▶ _Objective 1_:
Copy out the passage on faith word for word, starting with "Bob was expounding" and going on through "crucifix, he believed.".

▶ _Text segment_:
=====

As a lifelong writer, finding the search for the right word has been maddening at times, epecially when writing and speaking about matters of faith. Mark Twain credits his mentor, William Dean Howells with an unerring ability to come up with that elusive and shifty grain of gold: the RIGHT WORD.
But are there some concepts, ideas, or events which are too huge, splendid, majestic or mysterious to fit in words? Even for those of the finest craftsman?
My mid-life conversion to Catholicism was perplexing to my friends. One man, a former Catholic declared after listening to my explanation, "The problem with the Catholic Church is the crucifix."
Bob was expounding on his decision to leave his childhood Catholic faith and embrace evangelical Protestantism. The Catholics emphasized the crucified Christ rather then the Resurrected Savior like the Protestants, a far more positive faith rather than the negativity represented by the crucifix, he believed.
Christ does not promise what He cannot deliver: A life without suffering. Instead, He gives us a roadmap.

=====

▶ _Source material_:
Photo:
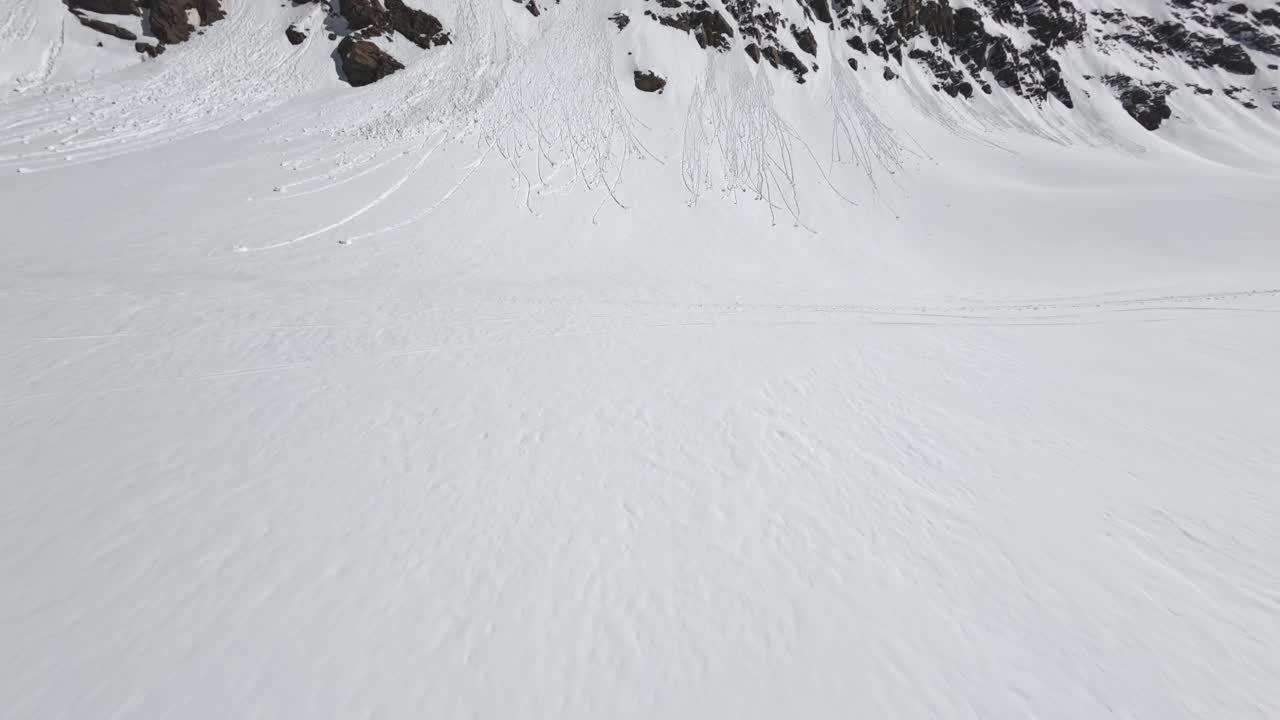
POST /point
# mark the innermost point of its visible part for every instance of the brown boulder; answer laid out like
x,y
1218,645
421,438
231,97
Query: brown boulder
x,y
362,13
169,18
106,28
421,28
649,82
106,7
364,63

=====

▶ _Objective 2_:
Write out every one of the rows above again, requests included, and increase each point coordinate in their answers by 143. Leave the pictures out.

▶ _Right answer 1_:
Bob was expounding on his decision to leave his childhood Catholic faith and embrace evangelical Protestantism. The Catholics emphasized the crucified Christ rather then the Resurrected Savior like the Protestants, a far more positive faith rather than the negativity represented by the crucifix, he believed.

▶ _Right answer 2_:
Photo:
POST /point
# mark the innermost point of its visible part for every instance of the brown boulder; answer laid out like
x,y
1218,645
421,438
231,97
Query: brown boulder
x,y
505,156
312,161
249,171
564,171
792,225
249,150
507,206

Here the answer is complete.